===== Records supplied

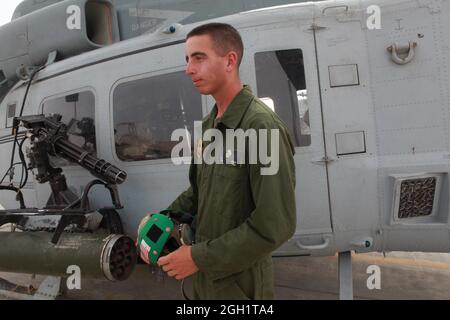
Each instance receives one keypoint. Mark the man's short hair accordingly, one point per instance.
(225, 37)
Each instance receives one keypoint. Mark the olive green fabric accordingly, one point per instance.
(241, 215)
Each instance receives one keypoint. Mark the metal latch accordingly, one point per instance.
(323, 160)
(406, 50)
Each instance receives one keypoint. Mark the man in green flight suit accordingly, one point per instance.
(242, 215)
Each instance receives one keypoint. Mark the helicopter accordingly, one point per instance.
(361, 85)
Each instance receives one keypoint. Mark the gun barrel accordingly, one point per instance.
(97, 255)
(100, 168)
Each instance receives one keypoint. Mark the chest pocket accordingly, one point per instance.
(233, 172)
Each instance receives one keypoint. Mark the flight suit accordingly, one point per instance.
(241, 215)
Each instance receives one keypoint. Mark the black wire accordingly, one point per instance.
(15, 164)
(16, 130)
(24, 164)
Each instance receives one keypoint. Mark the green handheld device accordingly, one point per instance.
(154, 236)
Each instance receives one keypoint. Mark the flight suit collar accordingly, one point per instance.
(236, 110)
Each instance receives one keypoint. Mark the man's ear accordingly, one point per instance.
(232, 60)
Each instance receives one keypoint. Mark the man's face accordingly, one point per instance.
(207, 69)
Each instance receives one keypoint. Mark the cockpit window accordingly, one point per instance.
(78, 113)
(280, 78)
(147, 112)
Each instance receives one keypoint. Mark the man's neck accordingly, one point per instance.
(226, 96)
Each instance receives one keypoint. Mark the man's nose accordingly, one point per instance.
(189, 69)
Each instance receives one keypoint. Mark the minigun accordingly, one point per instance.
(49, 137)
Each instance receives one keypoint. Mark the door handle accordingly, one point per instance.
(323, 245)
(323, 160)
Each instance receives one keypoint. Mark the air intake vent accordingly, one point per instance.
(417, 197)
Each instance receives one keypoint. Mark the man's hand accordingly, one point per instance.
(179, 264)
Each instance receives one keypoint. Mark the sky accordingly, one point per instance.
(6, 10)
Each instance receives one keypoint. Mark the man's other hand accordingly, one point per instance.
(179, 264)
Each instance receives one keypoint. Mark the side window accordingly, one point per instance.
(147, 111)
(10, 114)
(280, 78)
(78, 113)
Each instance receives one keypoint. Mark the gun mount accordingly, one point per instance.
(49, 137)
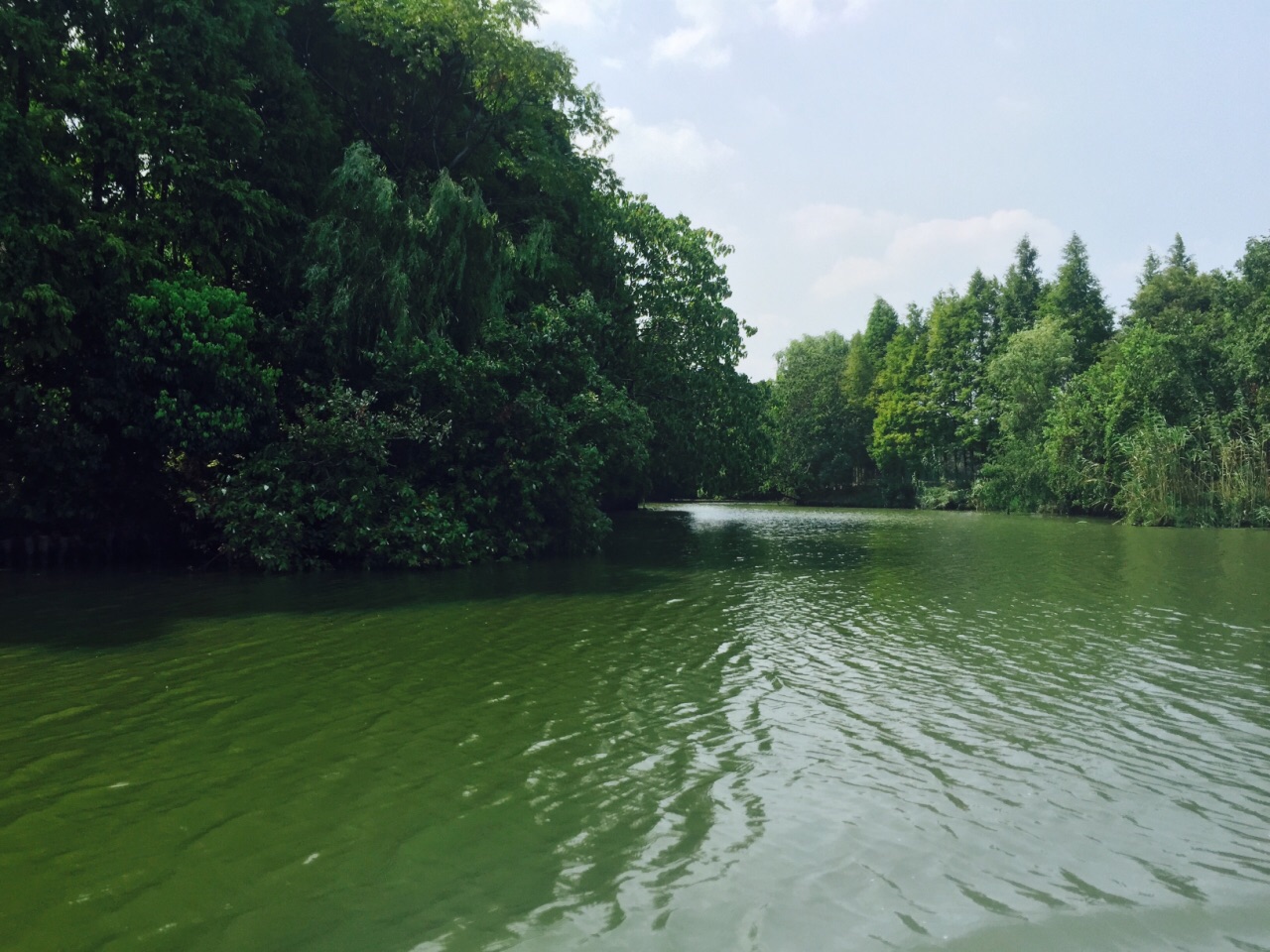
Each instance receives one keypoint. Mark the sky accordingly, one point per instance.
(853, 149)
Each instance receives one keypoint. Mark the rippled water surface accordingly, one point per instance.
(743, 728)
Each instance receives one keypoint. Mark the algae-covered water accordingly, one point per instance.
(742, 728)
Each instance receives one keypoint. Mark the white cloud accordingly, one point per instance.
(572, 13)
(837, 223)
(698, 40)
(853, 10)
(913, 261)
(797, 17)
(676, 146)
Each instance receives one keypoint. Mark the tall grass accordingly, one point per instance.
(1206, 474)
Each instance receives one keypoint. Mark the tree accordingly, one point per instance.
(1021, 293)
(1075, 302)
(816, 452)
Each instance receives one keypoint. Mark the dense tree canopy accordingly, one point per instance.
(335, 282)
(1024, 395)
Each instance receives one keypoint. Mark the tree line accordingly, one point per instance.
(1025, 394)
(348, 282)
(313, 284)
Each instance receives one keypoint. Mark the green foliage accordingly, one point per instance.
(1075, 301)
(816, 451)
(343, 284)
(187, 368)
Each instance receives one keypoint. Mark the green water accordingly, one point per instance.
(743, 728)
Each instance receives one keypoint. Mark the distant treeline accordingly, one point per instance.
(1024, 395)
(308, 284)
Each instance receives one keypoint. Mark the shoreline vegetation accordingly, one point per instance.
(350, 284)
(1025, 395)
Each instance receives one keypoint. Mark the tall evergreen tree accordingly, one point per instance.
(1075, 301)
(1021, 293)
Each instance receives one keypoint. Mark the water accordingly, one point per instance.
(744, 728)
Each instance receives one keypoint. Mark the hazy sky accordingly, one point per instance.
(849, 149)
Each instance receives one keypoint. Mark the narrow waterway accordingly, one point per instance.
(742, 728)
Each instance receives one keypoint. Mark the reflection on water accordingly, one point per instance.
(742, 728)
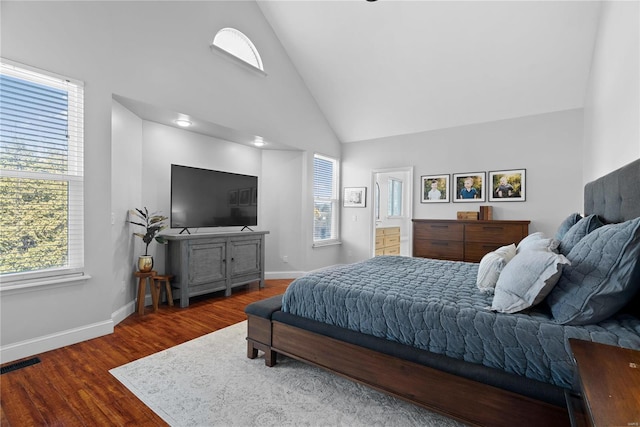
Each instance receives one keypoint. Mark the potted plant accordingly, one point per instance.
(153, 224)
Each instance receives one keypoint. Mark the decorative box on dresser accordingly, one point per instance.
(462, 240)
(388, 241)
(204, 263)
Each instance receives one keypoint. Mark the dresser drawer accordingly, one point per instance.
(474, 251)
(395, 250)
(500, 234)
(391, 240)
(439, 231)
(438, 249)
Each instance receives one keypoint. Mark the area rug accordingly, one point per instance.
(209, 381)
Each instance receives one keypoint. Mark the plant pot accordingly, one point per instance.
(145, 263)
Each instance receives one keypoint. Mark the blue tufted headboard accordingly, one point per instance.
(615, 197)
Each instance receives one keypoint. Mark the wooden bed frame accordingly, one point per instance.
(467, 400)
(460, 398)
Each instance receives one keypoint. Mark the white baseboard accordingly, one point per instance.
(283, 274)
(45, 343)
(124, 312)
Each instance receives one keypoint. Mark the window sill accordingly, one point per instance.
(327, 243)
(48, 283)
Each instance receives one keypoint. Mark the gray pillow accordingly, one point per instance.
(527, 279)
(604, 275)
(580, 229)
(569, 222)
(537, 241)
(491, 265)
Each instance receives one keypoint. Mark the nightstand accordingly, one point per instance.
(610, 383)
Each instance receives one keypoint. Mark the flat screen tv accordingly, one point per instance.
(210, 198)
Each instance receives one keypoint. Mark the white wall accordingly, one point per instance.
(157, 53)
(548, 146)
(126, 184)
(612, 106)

==========

# [What to produce]
Copy all of the entries verbatim, leaving out any pictures they contain.

# [Response below]
Each instance receives one keypoint. Mark the man's short hair accordingly, one point per instance.
(225, 37)
Each instance receives one keypoint. Mark the olive green fabric accordingly, one point per instance.
(241, 215)
Each instance receives one keypoint. Mark the metal latch accordingly, one point per instance.
(323, 160)
(406, 50)
Each instance receives one keypoint. Mark the man in green flight suit accordingly, one point per instance.
(242, 215)
Each instance receives one keypoint. Mark the helicopter accordingly, one point per instance.
(361, 85)
Each instance receives one keypoint. Mark the gun barrel accordingly, one point per instance.
(97, 255)
(100, 168)
Each instance receives one keypoint. Mark the chest pocket accordingly, one point per instance.
(233, 172)
Each instance receives one keypoint. Mark the flight suit accordingly, one point per instance.
(241, 215)
Each instance receives one keypoint. Mark the black wire accordingly, one point per instance.
(15, 164)
(16, 130)
(24, 164)
Each instance receives one keypoint. Mark the green handheld device accordingly, one point per instance.
(154, 236)
Each instance receives one keypoint. Mark the flight suit collar accordingly, one point per instance.
(236, 110)
Each instance receives one keypoint. Mark the man's ear accordingly, one point per instance.
(232, 60)
Each instance receives one keypoint. Mark the man's face accordingly, one point per instance.
(207, 69)
Each instance receives one keypoint. Mark the cockpit window accordingly, one point per instance.
(78, 113)
(280, 78)
(147, 112)
Each instance receives one keypoint. Mark the man's neck accordingly, one point per instance.
(226, 96)
Each instance receives one keypoint. Mark the man's nose accordingly, one point per instance.
(189, 69)
Each instance receives one keypoint. Mark the minigun accordingly, one point per instance.
(49, 137)
Each instance receives one keypoint. Mark the door handle accordingly, one point per instance.
(323, 245)
(323, 160)
Each instance receives one keypoint. Mark the air intake vent accordingly, one point per instance.
(417, 197)
Each instance receives one keypoint. Mark the man's hand accordingly, one point per instance.
(179, 264)
Each instance receives one keypoint. Mark the sky accordingly, one point per instance.
(6, 10)
Each instance receives one keypoint. Mark the man's other hand accordingly, one point per instance.
(179, 264)
Each instance receives one keypoint. Mark the side window accordingly, one point per instance.
(147, 111)
(10, 114)
(280, 78)
(78, 113)
Each instance receives one keypoint. Mark the gun mount accordingly, one point per instance.
(49, 137)
Each instance receives one keypoint. Mark the sky accordingly, one point per instance.
(853, 149)
Each instance receives one keypoint. Mark the rippled water surface accordingly, one point per instance.
(743, 728)
Each instance receives one keypoint. Mark the algae-covered water accordingly, one point per instance.
(742, 728)
Each instance receives one keypoint. Mark the white cloud accordingly, one point per instance.
(572, 13)
(837, 223)
(698, 40)
(853, 10)
(913, 261)
(797, 17)
(676, 146)
Each instance receives one keypoint. Mark the tall grass accordingly, one point per instance.
(1206, 474)
Each instance receives one keypoint. Mark the tree accordingly, one point per instance.
(1021, 293)
(1075, 302)
(816, 452)
Each instance receives one keypoint. Mark the dense tree canopy accordingly, one point per instance.
(335, 282)
(1024, 395)
Each instance receives one keypoint. Mark the tree line accordingly, one point per instance.
(1025, 394)
(348, 282)
(313, 284)
Each instance receives one keypoint. Mark the green foliage accordingly, one point per instance.
(1075, 301)
(816, 451)
(343, 284)
(187, 368)
Each instance receives one keypoint. Mark the green water accordingly, one point per instance.
(743, 728)
Each instance receives one keypoint. Mark the distant treeline accordingly, one point per instance.
(1024, 395)
(308, 284)
Each instance receives one keypoint. Mark the shoreline vegetation accordingly, one point per instance.
(350, 284)
(1025, 395)
Each instance receives one keypoint. Mark the tall evergreen tree accordingly, one point per instance.
(1075, 301)
(1021, 293)
Each instance receives one keypoint. Mark the water accordingly, one point per instance.
(744, 728)
Each instance receives one keypoint. Mark the hazy sky accordingly, one point per instance.
(849, 149)
Each instance receives one keypoint. Mark the narrow waterway accordingly, one point per instance.
(742, 728)
Each instance receives one keypoint. Mark the reflection on water accordingly, one point per instance.
(742, 728)
Each instance receives one keypoint. Mark the potted plant accordingly, one point per instance.
(153, 224)
Each instance receives one keypoint. Mark the decorative box on dresser accordingly, one point per instance.
(462, 240)
(388, 241)
(204, 263)
Each instance receives one keypoint. Mark the dresser drawer accordingly, one point per instance.
(474, 251)
(395, 250)
(500, 234)
(391, 240)
(439, 231)
(438, 249)
Each instance receives one keypoint. Mark the area rug accordingly, one point per instance.
(209, 381)
Each instance receives one keypoint. Mark the plant pot accordingly, one point per instance.
(145, 263)
Each instance receives one keypoint. Mark the blue tufted headboard accordingly, one point per instance.
(615, 197)
Each instance receives one keypoint. Mark the wooden bed frame accordingly, one point per instance.
(467, 400)
(460, 398)
Each instance receives one keypoint. Mark the white baseboard accordingly, one point per instance.
(283, 274)
(45, 343)
(124, 312)
Each instance receives one keypoint. Mark the window sill accordingly, one point per instance.
(327, 243)
(48, 283)
Each instance receives one keypoint. Mark the gray pillow accordingly, one point per instance.
(527, 279)
(604, 275)
(580, 229)
(569, 222)
(537, 241)
(491, 265)
Each instance receives one keypoint. Mark the nightstand accordingly, one point per instance.
(610, 383)
Each instance receives one keypoint. Mark the flat screen tv accordingly, one point per instance.
(210, 198)
Each instance receives one keypoint. Mark the white wall accordingly, one point per instance.
(157, 53)
(548, 146)
(126, 184)
(612, 106)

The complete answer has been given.